■ **EXCERPT PROVIDED**
* * *

Container technologies (Docker, Singularity) can freeze a software environment, but containers themselves have version dependencies and may not run on future hardware or operating systems. Virtual machines provide deeper isolation but are too heavyweight for routine research use and cannot capture GPU-specific behaviors. Journal mandates requiring code and data availability have shown limited effectiveness — Stodden et al. found that only 14% of papers in journals with mandatory data-sharing policies actually provided usable data and code after the policy was adopted. Workflow management systems (Snakemake, Nextflow, CWL) capture the computational graph but not the full environment. Package managers with lockfiles (pip freeze, conda lock) capture exact versions but cannot guarantee those versions will remain installable as upstream repositories change or servers go offline.
A research-specific reproducibility infrastructure that combines three elements currently handled separately: (1) deterministic build systems that produce bit-identical computational environments from declarative specifications (drawing on Nix/Guix approaches but simplified for researchers); (2) content-addressed artifact storage that permanently archives not just code and data but the exact binary dependencies used to produce published results; (3) automated reproducibility testing that periodically re-executes published analyses and flags when results diverge. The individual technologies exist but have not been integrated into a system accessible to non-expert researchers.

* * *

■ **Dataset items**

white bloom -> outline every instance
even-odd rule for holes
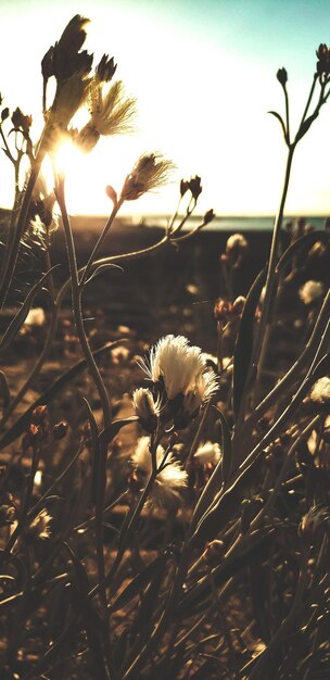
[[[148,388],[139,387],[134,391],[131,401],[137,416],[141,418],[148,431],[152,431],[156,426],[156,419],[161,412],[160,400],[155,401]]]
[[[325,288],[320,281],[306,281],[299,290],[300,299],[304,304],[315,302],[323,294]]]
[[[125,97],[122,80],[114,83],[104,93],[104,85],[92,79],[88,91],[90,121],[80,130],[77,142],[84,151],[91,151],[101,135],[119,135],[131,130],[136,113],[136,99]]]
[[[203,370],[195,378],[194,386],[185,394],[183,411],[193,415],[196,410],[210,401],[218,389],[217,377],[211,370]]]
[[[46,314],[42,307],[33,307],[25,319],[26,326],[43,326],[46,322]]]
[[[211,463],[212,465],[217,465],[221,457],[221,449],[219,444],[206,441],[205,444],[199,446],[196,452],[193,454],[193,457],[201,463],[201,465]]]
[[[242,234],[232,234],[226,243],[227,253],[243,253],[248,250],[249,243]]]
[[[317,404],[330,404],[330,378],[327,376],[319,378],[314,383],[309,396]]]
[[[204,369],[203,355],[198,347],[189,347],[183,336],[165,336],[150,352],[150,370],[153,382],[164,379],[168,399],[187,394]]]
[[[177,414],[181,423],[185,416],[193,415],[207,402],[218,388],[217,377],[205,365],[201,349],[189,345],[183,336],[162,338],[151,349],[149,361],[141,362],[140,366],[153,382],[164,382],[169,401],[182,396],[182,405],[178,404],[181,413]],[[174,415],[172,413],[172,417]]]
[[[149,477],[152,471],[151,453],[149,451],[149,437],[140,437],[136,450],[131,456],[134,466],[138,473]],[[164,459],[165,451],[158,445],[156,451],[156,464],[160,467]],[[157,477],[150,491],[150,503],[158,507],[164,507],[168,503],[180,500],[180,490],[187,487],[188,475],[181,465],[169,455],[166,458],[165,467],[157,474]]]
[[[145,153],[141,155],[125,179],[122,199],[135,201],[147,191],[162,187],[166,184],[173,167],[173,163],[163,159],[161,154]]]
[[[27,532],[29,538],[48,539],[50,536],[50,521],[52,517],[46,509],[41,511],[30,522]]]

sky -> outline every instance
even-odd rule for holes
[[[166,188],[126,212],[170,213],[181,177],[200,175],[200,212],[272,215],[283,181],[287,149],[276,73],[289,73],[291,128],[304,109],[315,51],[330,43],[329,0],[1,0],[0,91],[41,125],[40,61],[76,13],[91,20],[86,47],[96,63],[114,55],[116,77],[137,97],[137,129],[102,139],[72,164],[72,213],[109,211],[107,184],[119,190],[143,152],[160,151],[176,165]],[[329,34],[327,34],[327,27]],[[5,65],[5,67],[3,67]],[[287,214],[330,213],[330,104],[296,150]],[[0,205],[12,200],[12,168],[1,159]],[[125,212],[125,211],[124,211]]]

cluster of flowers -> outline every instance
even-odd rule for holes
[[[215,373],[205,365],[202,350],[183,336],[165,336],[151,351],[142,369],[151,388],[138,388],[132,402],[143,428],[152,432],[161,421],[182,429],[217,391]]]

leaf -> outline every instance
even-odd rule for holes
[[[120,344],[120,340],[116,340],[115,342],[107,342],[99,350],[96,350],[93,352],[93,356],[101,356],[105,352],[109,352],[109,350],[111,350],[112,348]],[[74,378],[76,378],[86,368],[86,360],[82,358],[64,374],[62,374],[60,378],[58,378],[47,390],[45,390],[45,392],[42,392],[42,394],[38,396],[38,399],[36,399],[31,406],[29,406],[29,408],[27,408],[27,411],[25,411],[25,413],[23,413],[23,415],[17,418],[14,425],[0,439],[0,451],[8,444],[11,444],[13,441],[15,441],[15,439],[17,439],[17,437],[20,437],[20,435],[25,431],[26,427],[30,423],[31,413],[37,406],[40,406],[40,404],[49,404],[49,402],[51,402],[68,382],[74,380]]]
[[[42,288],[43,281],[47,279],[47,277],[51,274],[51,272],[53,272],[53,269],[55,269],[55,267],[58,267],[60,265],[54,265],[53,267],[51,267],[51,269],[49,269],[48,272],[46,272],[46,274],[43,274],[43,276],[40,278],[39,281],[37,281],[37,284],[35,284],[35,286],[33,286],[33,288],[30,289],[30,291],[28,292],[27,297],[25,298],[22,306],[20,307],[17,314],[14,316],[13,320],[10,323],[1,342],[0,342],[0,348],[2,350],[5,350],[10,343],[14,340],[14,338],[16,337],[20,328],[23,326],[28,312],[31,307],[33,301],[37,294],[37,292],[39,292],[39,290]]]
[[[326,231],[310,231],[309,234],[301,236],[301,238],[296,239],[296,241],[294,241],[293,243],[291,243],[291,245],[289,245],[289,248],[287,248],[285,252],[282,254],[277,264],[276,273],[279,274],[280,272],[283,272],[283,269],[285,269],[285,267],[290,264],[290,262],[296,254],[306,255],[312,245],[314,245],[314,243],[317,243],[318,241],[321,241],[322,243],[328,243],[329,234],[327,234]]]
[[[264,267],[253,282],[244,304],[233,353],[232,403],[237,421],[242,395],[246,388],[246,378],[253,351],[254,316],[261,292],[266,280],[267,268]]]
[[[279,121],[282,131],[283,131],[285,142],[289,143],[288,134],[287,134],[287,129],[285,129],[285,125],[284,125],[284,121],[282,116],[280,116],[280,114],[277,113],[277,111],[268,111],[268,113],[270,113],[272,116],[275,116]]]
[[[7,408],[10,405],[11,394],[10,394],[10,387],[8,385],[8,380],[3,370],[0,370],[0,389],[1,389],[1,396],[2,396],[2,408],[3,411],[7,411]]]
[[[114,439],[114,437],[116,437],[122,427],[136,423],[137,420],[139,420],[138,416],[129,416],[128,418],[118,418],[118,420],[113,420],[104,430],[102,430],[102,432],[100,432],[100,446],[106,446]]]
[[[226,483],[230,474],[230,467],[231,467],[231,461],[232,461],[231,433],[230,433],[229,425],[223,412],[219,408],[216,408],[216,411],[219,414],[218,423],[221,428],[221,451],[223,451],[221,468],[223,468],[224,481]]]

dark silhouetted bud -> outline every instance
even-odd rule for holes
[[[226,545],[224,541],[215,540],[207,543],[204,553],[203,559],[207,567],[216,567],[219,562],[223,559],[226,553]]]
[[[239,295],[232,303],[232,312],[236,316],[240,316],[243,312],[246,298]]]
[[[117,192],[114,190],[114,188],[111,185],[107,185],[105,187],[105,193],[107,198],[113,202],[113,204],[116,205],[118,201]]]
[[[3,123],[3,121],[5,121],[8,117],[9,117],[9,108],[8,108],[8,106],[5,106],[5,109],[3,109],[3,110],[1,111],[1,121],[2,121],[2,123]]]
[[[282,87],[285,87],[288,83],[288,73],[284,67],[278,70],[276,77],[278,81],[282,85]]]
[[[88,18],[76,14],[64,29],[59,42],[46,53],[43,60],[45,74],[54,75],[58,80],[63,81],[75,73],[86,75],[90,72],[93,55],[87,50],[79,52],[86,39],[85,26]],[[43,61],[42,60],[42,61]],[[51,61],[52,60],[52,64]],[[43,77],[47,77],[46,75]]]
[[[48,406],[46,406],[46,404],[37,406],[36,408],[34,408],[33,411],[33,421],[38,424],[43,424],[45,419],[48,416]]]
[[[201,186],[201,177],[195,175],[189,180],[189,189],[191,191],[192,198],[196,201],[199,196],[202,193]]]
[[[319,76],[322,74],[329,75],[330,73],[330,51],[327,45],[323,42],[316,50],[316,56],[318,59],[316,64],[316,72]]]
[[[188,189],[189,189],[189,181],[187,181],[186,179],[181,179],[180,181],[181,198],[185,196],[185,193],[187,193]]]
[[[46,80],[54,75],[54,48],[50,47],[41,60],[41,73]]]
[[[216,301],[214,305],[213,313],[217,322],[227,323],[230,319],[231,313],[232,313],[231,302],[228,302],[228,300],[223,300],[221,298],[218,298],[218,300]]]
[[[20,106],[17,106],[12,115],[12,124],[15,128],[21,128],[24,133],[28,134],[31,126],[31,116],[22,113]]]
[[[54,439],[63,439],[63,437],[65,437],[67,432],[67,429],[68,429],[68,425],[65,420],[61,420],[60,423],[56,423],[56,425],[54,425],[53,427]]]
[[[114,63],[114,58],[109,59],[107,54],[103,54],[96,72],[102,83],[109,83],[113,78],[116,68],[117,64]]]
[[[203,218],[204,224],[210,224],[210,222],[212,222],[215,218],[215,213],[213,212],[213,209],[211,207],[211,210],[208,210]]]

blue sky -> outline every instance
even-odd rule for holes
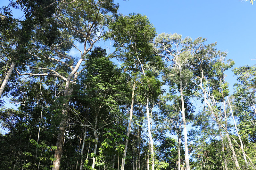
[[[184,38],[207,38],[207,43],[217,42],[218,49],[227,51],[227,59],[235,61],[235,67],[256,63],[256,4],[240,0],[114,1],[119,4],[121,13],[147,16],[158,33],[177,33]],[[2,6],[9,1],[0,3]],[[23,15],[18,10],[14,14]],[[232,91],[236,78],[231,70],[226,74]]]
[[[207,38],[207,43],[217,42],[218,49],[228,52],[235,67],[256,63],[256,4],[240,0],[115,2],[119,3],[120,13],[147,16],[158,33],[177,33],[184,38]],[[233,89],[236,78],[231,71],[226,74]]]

* * *

■ **SHORT TASK 1**
From the passage on research reproducibility, repeat word for word the part that begins with the words containing "A research-specific reproducibility" and ends with "to non-expert researchers.".
■ **SHORT TASK 2**
Write the next part of the passage on research reproducibility, picking up right after its final sentence.

■ **RIGHT ANSWER 1**
A research-specific reproducibility infrastructure that combines three elements currently handled separately: (1) deterministic build systems that produce bit-identical computational environments from declarative specifications (drawing on Nix/Guix approaches but simplified for researchers); (2) content-addressed artifact storage that permanently archives not just code and data but the exact binary dependencies used to produce published results; (3) automated reproducibility testing that periodically re-executes published analyses and flags when results diverge. The individual technologies exist but have not been integrated into a system accessible to non-expert researchers.

■ **RIGHT ANSWER 2**
A team could take 20–30 recently published computational papers from a specific field (e.g., NeurIPS 2023 papers with code releases) and systematically attempt to reproduce their main results using only the provided code and instructions, documenting failure modes and time-to-failure. Alternatively, a software engineering team could prototype a "reproducibility time machine" that uses content-addressed storage to reconstruct the exact dependency tree used to produce a specific published result. Relevant disciplines: software engineering, the target computational domain, systems engineering.
This brief targets the research infrastructure integrity almost-cluster (currently 5 briefs in health and materials). It adds the first digital-domain member, with the shared structural pattern: foundational research infrastructure (software environments) has known quality problems, incentive structures discourage investing in reproducibility, and journal mandates have failed to fix the problem. Distinct from `digital-ml-safety-benchmark-dataset-gap` (which is about missing safety evaluation benchmarks, not about software dependency decay). The `temporal:worsening` tag passes the three-requirement test: (1) increasing dependency complexity as projects use more packages; (2) documented acceleration — the 32% reproducibility rate is worse than comparable studies from the 2000s; (3) the dependency ecosystem is genuinely more fragile, not just more visible.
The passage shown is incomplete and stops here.